Please put every line below into a JSON list of strings, one string per line, with blank lines and the pictures left out.

Data items
· · · ·

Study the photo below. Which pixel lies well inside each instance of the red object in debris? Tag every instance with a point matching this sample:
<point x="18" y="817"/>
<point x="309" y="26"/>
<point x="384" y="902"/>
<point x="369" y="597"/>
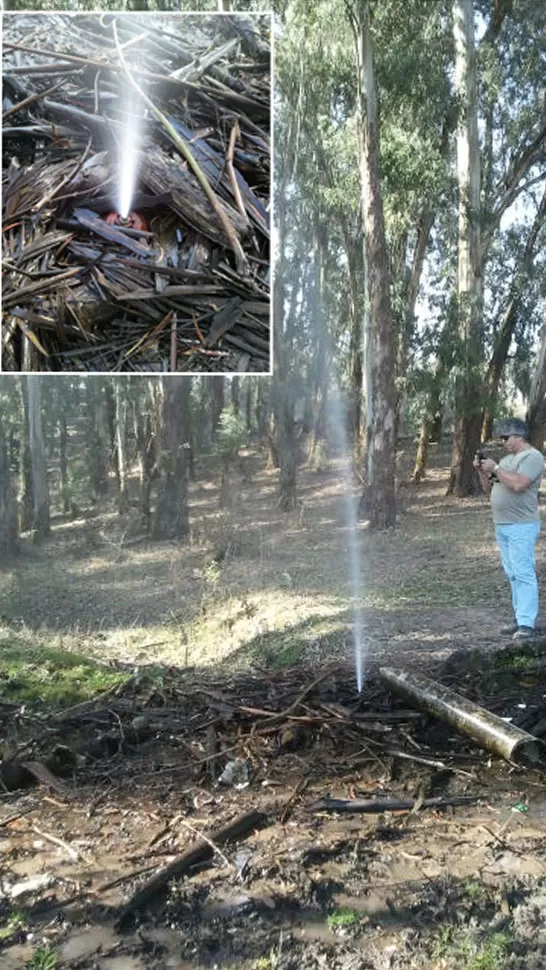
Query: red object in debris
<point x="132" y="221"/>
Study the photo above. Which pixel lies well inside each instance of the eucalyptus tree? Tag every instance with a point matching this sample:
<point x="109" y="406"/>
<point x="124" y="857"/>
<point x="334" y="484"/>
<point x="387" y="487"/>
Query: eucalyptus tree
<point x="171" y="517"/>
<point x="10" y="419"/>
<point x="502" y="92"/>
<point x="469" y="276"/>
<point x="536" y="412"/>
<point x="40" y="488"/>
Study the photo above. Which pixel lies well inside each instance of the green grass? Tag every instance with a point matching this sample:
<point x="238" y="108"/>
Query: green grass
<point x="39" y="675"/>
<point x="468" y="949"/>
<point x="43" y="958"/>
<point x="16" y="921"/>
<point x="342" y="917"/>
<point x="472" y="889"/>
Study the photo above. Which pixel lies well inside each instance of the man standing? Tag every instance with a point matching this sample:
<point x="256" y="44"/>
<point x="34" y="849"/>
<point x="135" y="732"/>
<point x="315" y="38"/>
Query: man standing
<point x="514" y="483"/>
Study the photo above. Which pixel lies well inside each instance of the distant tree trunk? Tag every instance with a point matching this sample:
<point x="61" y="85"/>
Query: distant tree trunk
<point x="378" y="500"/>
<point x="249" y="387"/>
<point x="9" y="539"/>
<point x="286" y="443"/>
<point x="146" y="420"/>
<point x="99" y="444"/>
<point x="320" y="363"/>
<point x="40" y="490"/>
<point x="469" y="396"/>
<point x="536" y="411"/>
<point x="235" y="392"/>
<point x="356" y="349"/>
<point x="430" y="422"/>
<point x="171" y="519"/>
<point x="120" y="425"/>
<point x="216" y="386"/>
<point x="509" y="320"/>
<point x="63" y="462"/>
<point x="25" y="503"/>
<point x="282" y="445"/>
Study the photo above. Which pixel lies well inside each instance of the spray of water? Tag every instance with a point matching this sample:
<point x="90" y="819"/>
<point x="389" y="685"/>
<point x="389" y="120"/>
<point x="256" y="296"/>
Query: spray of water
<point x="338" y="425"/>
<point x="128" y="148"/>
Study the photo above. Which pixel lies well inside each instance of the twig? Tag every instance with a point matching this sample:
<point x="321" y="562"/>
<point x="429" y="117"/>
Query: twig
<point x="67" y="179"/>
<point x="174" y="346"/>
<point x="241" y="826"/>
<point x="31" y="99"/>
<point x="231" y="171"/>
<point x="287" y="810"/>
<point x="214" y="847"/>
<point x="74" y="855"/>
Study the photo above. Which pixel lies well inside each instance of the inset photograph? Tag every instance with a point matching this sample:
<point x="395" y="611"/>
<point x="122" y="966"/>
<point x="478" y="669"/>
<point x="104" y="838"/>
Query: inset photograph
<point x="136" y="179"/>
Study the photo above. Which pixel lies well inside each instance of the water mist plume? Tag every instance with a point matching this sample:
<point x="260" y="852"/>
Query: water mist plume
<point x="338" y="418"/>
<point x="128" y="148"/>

· · · ·

Solution below:
[
  "Study the photo below. Which pixel lies well inside each instance of the red object in debris? Tag every instance with a point matching this sample:",
  "<point x=\"18\" y=\"817\"/>",
  "<point x=\"309\" y=\"26\"/>",
  "<point x=\"384\" y=\"902\"/>",
  "<point x=\"369\" y=\"597\"/>",
  "Query: red object in debris",
  "<point x=\"132\" y=\"221\"/>",
  "Study the photo above. Which pixel lies well inside each instance of the eucalyptus tree? Tag every instance with a point matching this sample:",
  "<point x=\"109\" y=\"406\"/>",
  "<point x=\"124\" y=\"857\"/>",
  "<point x=\"334\" y=\"484\"/>",
  "<point x=\"387\" y=\"487\"/>",
  "Query: eucalyptus tree",
  "<point x=\"171\" y=\"517\"/>",
  "<point x=\"10\" y=\"419\"/>",
  "<point x=\"502\" y=\"92\"/>",
  "<point x=\"469\" y=\"276\"/>",
  "<point x=\"536\" y=\"412\"/>",
  "<point x=\"40\" y=\"488\"/>",
  "Study the photo above. Which pixel lies well inside each instance of the green grass? Tag every instance with a point matching this sample:",
  "<point x=\"238\" y=\"108\"/>",
  "Query: green grass",
  "<point x=\"39\" y=\"675\"/>",
  "<point x=\"468\" y=\"949\"/>",
  "<point x=\"43\" y=\"958\"/>",
  "<point x=\"16\" y=\"921\"/>",
  "<point x=\"342\" y=\"917\"/>",
  "<point x=\"472\" y=\"889\"/>",
  "Study the photo above. Which pixel lies well inside each instance of the man standing? Tag every instance with a point matching this sample:",
  "<point x=\"256\" y=\"44\"/>",
  "<point x=\"34\" y=\"849\"/>",
  "<point x=\"135\" y=\"732\"/>",
  "<point x=\"315\" y=\"38\"/>",
  "Query: man standing",
  "<point x=\"514\" y=\"483\"/>",
  "Study the photo above. Which pixel lies well inside each instance of the distant tree trunk? Tag every instance with a point matching this sample:",
  "<point x=\"61\" y=\"85\"/>",
  "Query: distant tree trunk",
  "<point x=\"378\" y=\"500\"/>",
  "<point x=\"249\" y=\"387\"/>",
  "<point x=\"9\" y=\"539\"/>",
  "<point x=\"286\" y=\"443\"/>",
  "<point x=\"146\" y=\"420\"/>",
  "<point x=\"99\" y=\"444\"/>",
  "<point x=\"320\" y=\"363\"/>",
  "<point x=\"40\" y=\"490\"/>",
  "<point x=\"469\" y=\"396\"/>",
  "<point x=\"536\" y=\"411\"/>",
  "<point x=\"235\" y=\"392\"/>",
  "<point x=\"356\" y=\"349\"/>",
  "<point x=\"430\" y=\"422\"/>",
  "<point x=\"171\" y=\"519\"/>",
  "<point x=\"120\" y=\"425\"/>",
  "<point x=\"216\" y=\"386\"/>",
  "<point x=\"509\" y=\"320\"/>",
  "<point x=\"63\" y=\"462\"/>",
  "<point x=\"25\" y=\"503\"/>",
  "<point x=\"282\" y=\"445\"/>",
  "Study the photo above. Which pixel lies well inside each instance of the spray of water? Tag every instance with a point matching this sample:",
  "<point x=\"90\" y=\"819\"/>",
  "<point x=\"389\" y=\"685\"/>",
  "<point x=\"389\" y=\"120\"/>",
  "<point x=\"256\" y=\"296\"/>",
  "Query: spray of water",
  "<point x=\"338\" y=\"425\"/>",
  "<point x=\"128\" y=\"148\"/>",
  "Study the photo above. Which pixel lies well inside each instance of the twig? Tag every instance with a point matching this sample:",
  "<point x=\"321\" y=\"562\"/>",
  "<point x=\"429\" y=\"117\"/>",
  "Query: twig",
  "<point x=\"67\" y=\"179\"/>",
  "<point x=\"174\" y=\"346\"/>",
  "<point x=\"241\" y=\"826\"/>",
  "<point x=\"31\" y=\"99\"/>",
  "<point x=\"231\" y=\"171\"/>",
  "<point x=\"287\" y=\"810\"/>",
  "<point x=\"214\" y=\"847\"/>",
  "<point x=\"74\" y=\"855\"/>",
  "Study the photo above. Which pixel lies well inside each instance of the inset photograph? Tag every instance with a point matching this sample:",
  "<point x=\"395\" y=\"611\"/>",
  "<point x=\"122\" y=\"966\"/>",
  "<point x=\"478\" y=\"669\"/>",
  "<point x=\"104\" y=\"838\"/>",
  "Query: inset photograph",
  "<point x=\"136\" y=\"179\"/>",
  "Study the photo above. Which pixel lies well inside each instance of the water mist plume? Tag every instance with a point matching this sample:",
  "<point x=\"260\" y=\"852\"/>",
  "Query: water mist plume",
  "<point x=\"338\" y=\"418\"/>",
  "<point x=\"128\" y=\"148\"/>"
]